- Document excerpt -

Content starts

Harry Leitch

Personal information
- Nationality: British (Scottish)
- Born: 14 February 1985 (age 41) Edinburgh, Scotland

Sport

= Harry Leitch =

Scottish squash player

Harry Leitch (born 14 February 1985) is a stem cell biologist and a former Scottish international squash player who competed at three Commonwealth Games.

== Squash career==
Having trained at the Heriot-Watt Squash Academy and the East of Scotland Institute of Sport, Leitch became Scotland's number one junior in 2002.

He made his debut for the Scottish senior team in 2003 and has since made over 60 international appearances. He competed at the European Championships, the World Championships and represented the Scottish team at the 2006 Commonwealth Games in Melbourne, where he, and partner John White, were knocked out (8-10 9-2 9-2 3-9 9-6) in the quarterfinals by the eventual champions Lee Beachill and Peter Nicol.

In 2010, Leitch appeared for the Scottish team again at the 2010 Commonwealth Games, playing alongside Alan Clyne in the men's doubles, and Lisa Aitken in the Mixed Doubles. He and Clyne finished 4th after losing 2–0 to the Australian team in the bronze medal match.

In September 2013 Leitch was one of the first 27 athletes to be selected as part of Team Scotland for the 2014 Commonwealth Games in Glasgow. Leitch and Clyne again reached the semi-finals in men's doubles but ultimately finished 4th, losing to James Willstrop and Daryl Selby of England in the bronze medal match.

Content ends

- Provided information -
Content starts

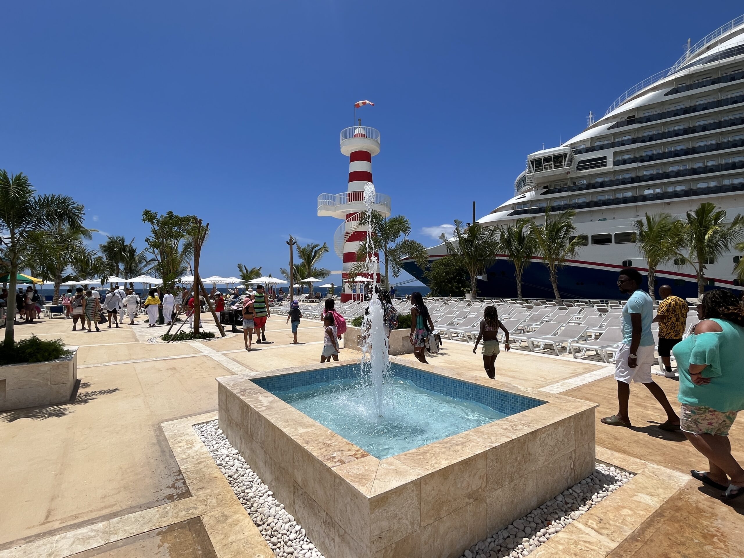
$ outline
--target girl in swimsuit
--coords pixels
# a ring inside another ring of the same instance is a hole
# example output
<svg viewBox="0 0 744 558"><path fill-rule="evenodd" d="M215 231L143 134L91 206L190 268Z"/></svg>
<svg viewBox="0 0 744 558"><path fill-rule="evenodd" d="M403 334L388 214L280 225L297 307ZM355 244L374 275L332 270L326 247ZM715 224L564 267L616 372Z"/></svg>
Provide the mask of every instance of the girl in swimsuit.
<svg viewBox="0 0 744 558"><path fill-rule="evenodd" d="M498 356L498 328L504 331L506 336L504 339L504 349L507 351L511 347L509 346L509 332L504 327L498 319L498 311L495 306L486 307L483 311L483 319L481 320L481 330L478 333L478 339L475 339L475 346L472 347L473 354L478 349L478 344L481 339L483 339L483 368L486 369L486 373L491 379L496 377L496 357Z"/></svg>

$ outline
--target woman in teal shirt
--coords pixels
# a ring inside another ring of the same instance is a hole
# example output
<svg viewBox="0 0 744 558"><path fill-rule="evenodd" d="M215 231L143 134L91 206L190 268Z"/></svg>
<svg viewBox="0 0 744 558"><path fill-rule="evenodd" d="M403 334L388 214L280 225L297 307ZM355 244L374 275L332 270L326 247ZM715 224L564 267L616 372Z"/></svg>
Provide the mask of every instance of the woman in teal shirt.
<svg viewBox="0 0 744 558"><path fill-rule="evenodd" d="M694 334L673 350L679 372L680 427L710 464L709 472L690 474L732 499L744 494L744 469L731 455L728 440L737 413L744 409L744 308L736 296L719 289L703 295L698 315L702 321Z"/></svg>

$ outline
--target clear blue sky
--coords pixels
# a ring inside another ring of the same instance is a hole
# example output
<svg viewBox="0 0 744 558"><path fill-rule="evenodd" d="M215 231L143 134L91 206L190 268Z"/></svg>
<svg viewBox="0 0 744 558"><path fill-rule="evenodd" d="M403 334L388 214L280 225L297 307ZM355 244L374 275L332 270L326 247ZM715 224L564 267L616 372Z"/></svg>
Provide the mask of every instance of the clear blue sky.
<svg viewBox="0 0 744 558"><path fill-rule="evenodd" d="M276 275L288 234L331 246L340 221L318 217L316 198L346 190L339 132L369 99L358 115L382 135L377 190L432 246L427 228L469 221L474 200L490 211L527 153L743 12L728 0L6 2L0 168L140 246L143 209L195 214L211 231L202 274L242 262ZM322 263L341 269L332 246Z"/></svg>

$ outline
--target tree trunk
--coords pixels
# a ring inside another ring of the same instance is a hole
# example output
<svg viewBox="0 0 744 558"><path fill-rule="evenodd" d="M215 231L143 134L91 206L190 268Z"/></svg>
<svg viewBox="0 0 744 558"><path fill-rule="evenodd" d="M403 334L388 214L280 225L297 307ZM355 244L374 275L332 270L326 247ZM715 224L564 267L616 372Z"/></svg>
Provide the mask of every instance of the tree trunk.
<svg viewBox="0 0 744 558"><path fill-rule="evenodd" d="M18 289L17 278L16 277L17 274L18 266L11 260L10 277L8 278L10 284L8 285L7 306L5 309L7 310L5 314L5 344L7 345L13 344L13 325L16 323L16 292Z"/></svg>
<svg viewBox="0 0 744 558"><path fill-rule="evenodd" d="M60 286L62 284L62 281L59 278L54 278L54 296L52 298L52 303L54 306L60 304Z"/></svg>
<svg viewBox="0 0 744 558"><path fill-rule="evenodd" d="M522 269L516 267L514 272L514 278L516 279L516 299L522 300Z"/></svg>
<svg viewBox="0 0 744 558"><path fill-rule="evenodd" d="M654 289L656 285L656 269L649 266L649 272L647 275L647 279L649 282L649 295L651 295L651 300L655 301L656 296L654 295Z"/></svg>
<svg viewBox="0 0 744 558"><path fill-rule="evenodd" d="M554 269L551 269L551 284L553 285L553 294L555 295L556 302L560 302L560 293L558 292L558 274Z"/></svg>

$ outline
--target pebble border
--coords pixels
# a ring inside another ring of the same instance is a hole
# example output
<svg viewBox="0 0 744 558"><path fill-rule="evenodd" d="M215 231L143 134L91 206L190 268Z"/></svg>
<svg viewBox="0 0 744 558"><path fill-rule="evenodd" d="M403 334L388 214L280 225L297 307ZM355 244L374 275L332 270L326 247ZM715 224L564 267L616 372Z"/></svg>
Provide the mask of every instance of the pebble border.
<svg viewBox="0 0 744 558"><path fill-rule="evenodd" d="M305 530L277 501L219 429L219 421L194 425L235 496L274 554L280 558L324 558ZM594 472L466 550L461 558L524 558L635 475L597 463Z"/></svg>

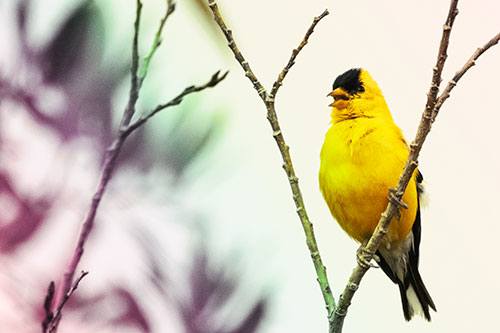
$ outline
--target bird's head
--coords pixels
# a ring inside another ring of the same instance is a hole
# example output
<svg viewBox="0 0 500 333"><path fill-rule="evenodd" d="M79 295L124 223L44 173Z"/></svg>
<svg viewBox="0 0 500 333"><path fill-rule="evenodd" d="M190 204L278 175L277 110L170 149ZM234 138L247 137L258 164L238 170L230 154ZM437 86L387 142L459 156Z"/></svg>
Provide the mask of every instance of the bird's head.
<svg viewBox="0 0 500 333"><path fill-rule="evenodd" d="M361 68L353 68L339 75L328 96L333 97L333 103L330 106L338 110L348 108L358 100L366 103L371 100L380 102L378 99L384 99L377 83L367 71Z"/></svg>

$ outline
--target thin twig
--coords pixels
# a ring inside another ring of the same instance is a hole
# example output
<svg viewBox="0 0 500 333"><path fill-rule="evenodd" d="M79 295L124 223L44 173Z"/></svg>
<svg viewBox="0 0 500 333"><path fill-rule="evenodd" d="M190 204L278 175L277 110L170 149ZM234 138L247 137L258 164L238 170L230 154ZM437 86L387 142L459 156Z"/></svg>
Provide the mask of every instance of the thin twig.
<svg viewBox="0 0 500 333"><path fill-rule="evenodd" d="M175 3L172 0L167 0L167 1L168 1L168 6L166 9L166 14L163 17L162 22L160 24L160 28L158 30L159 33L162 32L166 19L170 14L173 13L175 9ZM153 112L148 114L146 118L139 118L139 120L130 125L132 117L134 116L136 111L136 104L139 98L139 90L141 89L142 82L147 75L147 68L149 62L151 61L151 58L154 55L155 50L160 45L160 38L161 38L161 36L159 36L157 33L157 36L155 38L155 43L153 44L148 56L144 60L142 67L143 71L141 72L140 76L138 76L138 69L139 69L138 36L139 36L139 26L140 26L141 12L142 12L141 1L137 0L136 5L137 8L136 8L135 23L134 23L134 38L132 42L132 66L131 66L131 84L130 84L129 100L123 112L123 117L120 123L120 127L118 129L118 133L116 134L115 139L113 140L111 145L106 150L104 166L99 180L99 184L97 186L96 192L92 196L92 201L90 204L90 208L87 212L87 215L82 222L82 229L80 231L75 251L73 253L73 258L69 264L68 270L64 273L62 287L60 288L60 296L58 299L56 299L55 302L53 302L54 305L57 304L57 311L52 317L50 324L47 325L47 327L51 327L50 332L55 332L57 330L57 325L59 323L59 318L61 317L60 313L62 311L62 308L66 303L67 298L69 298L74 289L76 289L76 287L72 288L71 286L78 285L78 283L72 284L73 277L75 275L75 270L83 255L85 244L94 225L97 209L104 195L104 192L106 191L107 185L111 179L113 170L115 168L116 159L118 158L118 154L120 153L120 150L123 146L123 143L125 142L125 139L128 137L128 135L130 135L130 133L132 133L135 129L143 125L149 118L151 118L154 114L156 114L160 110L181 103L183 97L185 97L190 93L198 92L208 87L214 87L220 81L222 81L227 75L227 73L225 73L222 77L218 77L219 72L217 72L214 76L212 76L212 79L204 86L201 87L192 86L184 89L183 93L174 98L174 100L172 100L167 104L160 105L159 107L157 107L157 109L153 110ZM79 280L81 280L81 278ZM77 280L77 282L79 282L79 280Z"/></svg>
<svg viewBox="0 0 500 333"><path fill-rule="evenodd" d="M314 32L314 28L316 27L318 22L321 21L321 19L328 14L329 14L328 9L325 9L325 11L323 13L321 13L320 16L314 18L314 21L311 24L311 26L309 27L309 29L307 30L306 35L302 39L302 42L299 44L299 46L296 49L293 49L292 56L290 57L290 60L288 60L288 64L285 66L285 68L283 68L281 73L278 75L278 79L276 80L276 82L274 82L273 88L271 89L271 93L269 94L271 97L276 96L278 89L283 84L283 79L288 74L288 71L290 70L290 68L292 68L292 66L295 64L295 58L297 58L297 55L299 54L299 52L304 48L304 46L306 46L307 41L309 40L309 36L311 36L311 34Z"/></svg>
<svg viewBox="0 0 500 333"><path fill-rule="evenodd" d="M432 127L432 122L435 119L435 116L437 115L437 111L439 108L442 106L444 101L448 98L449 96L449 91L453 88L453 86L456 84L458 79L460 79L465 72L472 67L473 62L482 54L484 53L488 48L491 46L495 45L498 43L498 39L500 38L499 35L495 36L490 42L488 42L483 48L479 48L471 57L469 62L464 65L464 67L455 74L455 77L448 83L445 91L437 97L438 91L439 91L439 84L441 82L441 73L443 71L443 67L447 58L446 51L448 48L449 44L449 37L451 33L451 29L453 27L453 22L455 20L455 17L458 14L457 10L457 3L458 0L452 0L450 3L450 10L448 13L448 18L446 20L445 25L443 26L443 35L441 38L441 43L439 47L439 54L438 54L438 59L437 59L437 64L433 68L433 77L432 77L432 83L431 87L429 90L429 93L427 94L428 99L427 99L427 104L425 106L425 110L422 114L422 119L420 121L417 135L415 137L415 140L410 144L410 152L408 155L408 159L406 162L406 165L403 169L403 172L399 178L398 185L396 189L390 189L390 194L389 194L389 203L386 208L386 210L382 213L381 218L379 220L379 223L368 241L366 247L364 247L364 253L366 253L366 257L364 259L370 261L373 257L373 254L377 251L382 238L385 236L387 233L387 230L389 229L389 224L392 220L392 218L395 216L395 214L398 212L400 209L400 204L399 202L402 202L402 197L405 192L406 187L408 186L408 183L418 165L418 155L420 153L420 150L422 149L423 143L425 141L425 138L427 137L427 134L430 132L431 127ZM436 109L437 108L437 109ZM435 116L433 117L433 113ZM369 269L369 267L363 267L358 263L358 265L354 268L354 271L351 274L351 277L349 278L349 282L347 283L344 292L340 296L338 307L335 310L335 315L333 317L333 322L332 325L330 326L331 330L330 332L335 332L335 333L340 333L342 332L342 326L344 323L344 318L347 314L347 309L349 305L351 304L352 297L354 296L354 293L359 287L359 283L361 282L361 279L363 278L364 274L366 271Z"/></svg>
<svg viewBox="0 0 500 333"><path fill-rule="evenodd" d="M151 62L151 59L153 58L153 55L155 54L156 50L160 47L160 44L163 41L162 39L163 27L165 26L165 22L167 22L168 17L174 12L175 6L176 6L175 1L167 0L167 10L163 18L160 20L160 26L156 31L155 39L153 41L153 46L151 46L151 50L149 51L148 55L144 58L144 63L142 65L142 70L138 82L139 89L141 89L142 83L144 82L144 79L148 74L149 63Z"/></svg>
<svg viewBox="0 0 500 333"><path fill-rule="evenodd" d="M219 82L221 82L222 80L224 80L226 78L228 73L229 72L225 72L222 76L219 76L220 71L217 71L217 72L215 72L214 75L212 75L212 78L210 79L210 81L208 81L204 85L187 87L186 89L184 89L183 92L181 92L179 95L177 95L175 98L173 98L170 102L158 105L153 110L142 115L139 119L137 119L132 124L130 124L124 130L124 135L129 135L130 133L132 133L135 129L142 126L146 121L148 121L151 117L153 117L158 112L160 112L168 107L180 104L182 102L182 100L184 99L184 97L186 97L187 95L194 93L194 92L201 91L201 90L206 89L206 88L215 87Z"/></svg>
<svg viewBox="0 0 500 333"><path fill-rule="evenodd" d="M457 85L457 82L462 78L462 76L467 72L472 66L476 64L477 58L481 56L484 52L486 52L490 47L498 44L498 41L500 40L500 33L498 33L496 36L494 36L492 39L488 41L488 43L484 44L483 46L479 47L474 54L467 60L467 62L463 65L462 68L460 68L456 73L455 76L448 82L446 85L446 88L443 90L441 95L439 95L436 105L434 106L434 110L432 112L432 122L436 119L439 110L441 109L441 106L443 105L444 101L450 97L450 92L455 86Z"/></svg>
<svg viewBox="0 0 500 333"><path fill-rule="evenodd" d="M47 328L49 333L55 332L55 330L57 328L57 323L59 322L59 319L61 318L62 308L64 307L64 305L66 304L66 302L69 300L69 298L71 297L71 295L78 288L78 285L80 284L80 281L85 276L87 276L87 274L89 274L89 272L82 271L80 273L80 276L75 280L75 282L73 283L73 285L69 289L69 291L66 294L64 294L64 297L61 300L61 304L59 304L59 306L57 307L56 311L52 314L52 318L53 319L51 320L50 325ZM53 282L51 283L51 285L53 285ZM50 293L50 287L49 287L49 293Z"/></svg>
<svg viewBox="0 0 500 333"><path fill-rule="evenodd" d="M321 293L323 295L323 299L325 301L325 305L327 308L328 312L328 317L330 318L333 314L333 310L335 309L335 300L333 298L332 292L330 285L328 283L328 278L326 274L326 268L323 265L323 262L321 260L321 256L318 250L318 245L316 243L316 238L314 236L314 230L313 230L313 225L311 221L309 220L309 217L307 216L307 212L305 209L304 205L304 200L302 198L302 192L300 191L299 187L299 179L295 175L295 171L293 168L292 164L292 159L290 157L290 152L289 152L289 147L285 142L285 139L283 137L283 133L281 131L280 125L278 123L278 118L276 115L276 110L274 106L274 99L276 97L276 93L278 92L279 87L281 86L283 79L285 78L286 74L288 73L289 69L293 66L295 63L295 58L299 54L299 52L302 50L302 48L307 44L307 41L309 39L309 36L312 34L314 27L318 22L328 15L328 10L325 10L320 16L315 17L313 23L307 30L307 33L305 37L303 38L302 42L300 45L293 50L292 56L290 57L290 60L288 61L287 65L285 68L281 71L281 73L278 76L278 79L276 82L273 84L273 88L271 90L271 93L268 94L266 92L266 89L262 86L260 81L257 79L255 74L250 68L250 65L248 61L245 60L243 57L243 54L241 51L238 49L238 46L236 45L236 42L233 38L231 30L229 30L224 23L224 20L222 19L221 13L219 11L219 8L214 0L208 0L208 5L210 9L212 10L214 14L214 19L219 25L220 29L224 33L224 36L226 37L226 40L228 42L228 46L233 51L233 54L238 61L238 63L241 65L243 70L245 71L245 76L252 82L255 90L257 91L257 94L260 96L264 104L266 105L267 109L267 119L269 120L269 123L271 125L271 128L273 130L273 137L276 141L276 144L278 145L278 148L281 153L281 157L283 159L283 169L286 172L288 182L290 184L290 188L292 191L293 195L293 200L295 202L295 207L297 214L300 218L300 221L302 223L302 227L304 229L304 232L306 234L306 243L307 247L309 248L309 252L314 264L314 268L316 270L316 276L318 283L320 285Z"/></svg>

Content ends

- Problems and tasks -
A – Print the part of the Harry Leitch text that opens with the words containing "- Born: 14 February" and closes with "three Commonwealth Games.".
B – Answer these questions from the Harry Leitch text.
(i) At which two places did Leitch train before becoming Scotland's number one junior?
(ii) Who was Leitch's partner at the 2006 Commonwealth Games in Melbourne?
(iii) Which pair beat Leitch and Clyne in the bronze medal match at the 2014 Commonwealth Games?

- Exercise solutions -
A –
- Born: 14 February 1985 (age 41) Edinburgh, Scotland

Sport

= Harry Leitch =

Scottish squash player

Harry Leitch (born 14 February 1985) is a stem cell biologist and a former Scottish international squash player who competed at three Commonwealth Games.

B –
(i) The Heriot-Watt Squash Academy and the East of Scotland Institute of Sport.
(ii) John White.
(iii) James Willstrop and Daryl Selby of England.